#### To be done
Output the material beneath exactly, leaving nothing out.

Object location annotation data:
'''

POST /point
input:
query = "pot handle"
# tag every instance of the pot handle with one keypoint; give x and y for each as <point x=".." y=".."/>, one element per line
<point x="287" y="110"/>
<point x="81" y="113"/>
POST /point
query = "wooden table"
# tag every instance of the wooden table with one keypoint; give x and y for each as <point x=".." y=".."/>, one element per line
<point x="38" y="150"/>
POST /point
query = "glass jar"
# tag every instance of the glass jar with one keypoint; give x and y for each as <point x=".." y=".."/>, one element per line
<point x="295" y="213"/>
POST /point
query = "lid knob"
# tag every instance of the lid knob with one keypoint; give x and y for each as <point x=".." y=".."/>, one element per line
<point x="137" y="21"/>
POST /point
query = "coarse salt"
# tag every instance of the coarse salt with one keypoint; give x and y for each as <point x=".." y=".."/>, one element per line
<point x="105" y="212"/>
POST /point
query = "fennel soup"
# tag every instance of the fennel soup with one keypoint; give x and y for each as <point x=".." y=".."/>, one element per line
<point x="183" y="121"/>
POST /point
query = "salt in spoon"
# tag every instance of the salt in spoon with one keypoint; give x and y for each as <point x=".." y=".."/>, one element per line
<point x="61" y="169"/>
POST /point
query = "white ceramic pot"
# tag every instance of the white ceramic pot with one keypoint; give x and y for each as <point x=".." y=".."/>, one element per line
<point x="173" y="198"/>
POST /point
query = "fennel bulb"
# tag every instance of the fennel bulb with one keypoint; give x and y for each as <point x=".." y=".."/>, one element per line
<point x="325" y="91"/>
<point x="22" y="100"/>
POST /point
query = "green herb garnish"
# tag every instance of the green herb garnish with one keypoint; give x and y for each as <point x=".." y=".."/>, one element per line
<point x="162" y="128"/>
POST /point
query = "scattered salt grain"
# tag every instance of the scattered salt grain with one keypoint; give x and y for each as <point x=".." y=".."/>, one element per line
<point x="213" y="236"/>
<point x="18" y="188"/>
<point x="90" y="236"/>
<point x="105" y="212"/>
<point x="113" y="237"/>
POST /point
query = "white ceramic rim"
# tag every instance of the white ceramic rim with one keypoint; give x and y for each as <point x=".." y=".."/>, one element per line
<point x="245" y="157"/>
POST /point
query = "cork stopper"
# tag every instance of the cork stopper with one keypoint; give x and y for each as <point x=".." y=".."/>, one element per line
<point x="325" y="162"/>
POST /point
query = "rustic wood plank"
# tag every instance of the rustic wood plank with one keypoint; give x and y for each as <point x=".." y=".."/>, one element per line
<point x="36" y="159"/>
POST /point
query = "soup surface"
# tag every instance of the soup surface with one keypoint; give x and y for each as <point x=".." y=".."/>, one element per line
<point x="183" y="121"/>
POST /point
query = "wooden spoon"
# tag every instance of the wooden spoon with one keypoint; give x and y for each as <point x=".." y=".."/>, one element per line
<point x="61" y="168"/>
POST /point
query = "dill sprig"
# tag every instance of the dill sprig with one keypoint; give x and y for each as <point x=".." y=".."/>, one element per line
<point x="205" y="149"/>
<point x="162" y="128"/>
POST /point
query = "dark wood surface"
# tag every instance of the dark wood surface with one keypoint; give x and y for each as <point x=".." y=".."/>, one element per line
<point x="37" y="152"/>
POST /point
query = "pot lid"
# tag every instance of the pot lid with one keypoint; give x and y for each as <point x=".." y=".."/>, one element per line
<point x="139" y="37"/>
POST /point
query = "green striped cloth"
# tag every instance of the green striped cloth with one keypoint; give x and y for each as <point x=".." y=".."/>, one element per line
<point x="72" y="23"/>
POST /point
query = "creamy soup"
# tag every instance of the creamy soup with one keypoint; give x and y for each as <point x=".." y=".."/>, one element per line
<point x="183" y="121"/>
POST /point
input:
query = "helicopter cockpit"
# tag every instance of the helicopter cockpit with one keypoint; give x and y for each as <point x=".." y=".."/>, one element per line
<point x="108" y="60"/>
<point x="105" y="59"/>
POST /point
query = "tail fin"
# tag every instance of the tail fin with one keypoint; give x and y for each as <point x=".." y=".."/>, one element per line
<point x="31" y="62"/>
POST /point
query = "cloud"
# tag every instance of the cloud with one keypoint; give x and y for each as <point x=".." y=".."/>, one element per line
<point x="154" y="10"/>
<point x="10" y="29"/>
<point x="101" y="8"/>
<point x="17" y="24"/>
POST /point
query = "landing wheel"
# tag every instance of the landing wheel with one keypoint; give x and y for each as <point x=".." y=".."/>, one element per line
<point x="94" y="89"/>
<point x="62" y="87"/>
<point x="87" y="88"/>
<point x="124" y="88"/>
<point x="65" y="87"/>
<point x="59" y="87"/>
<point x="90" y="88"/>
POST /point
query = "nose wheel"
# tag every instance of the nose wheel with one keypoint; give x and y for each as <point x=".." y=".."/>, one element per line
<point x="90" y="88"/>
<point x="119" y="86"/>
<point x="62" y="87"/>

'''

#### Right answer
POST /point
input:
query = "pot handle"
# tag every instance of the pot handle with one keypoint; give x and y for each as <point x=".." y=".."/>, one element per line
<point x="287" y="110"/>
<point x="81" y="113"/>
POST /point
query = "wooden table"
# tag every instance of the wooden table with one keypoint; give x and y for each as <point x=".." y=".."/>, one element per line
<point x="38" y="150"/>
POST /point
query = "glass jar"
# tag every instance of the glass jar with one keypoint; give x and y for each as <point x=".." y=".."/>, one element per line
<point x="295" y="213"/>
POST /point
query = "lid knob"
# tag every instance of the lid knob with one keypoint; give x and y for each as <point x=".." y=".."/>, one element per line
<point x="137" y="21"/>
POST /point
query = "coarse salt"
# tag every instance of the coarse salt with one keypoint; give x and y for each as <point x=".." y=".."/>, one element per line
<point x="105" y="212"/>
POST /point
query = "fennel soup"
# tag every instance of the fennel soup with one keypoint; give x and y for each as <point x=".." y=".."/>, one element per line
<point x="183" y="121"/>
POST /point
query = "salt in spoon"
# tag every instance of the salt in spoon with one keypoint; give x and y for each as <point x=".." y=".."/>, one element per line
<point x="61" y="169"/>
POST /point
query = "white ceramic pot"
# tag every instance of the white ceramic pot with one keypoint; give x and y for each as <point x=".." y=".."/>, one element per line
<point x="173" y="198"/>
POST /point
query = "fennel bulb"
# tag every instance of the fennel bulb with one keypoint; give x and y for each as <point x=".." y=".."/>, one element per line
<point x="325" y="91"/>
<point x="22" y="100"/>
POST /point
query = "green herb garnish"
# tag every instance of the green herb garnish with one keypoint; give x and y for each as <point x=".." y=".."/>, one element per line
<point x="162" y="128"/>
POST /point
query = "scattered salt grain"
# tag every instance of the scattered salt grain with one keypoint; give x and y for each as <point x=".." y=".."/>, one element per line
<point x="213" y="236"/>
<point x="18" y="188"/>
<point x="90" y="236"/>
<point x="105" y="212"/>
<point x="113" y="237"/>
POST /point
query = "white ceramic rim"
# tag every instance of the white ceramic rim with one keypoint; give x and y for each as <point x=".." y=".."/>, one element per line
<point x="245" y="157"/>
POST /point
query = "cork stopper"
# tag every instance of the cork stopper with one keypoint; give x and y for each as <point x=".." y=".."/>, one element per line
<point x="325" y="162"/>
POST /point
query = "rustic wood plank"
# tag every instance of the rustic wood plank with one keypoint; give x and y for each as <point x=".." y=".."/>, one element per line
<point x="36" y="159"/>
POST /point
query = "soup surface"
# tag every instance of the soup surface with one keypoint; give x and y for each as <point x=".." y=".."/>, one element per line
<point x="183" y="121"/>
POST /point
query = "wooden spoon"
# tag every instance of the wooden spoon with one keypoint; give x and y for each as <point x=".." y=".."/>, one element per line
<point x="61" y="168"/>
POST /point
query = "dill sprig"
# tag every instance of the dill sprig with one keypoint; give x and y for each as <point x=".." y=".."/>, one element per line
<point x="205" y="149"/>
<point x="162" y="128"/>
POST /point
query = "dark wood surface"
# tag every instance of the dark wood surface with one keypoint; give x and y for each as <point x=".." y=".."/>, one element per line
<point x="37" y="152"/>
POST /point
query = "pot lid"
# tag every instance of the pot lid with one keypoint; give x and y for each as <point x=".." y=".."/>, one element per line
<point x="139" y="37"/>
POST /point
query = "green striped cloth"
# tag every instance of the green striped cloth with one keypoint; give x and y for each as <point x=".." y=".."/>, one element per line
<point x="72" y="23"/>
POST /point
query = "creamy soup"
# tag every instance of the creamy soup with one keypoint; give x and y for each as <point x=".." y=".."/>, one element per line
<point x="183" y="121"/>
POST /point
input:
query = "helicopter cockpit"
# tag every instance of the helicopter cockpit with one keypoint; give x and y for each as <point x=".." y=".."/>, one element per line
<point x="108" y="60"/>
<point x="105" y="59"/>
POST /point
query = "tail fin"
# tag every instance of the tail fin with one keypoint; give x and y for each as <point x=".." y=".."/>, one element per line
<point x="31" y="62"/>
POST /point
query = "cloud"
# tag every instance of the cloud with one keypoint; give x and y for each as <point x=".." y=".."/>, one element per line
<point x="154" y="10"/>
<point x="10" y="29"/>
<point x="101" y="8"/>
<point x="17" y="24"/>
POST /point
query = "landing wheel"
# tag every instance of the landing wheel with one keypoint; give x and y for each as <point x=".." y=".."/>, one element per line
<point x="94" y="89"/>
<point x="62" y="87"/>
<point x="87" y="88"/>
<point x="124" y="88"/>
<point x="65" y="87"/>
<point x="59" y="87"/>
<point x="90" y="88"/>
POST /point
query = "nose wheel"
# tag every instance of the nose wheel with one keypoint; give x and y for each as <point x=".." y=".."/>, one element per line
<point x="90" y="88"/>
<point x="119" y="86"/>
<point x="62" y="87"/>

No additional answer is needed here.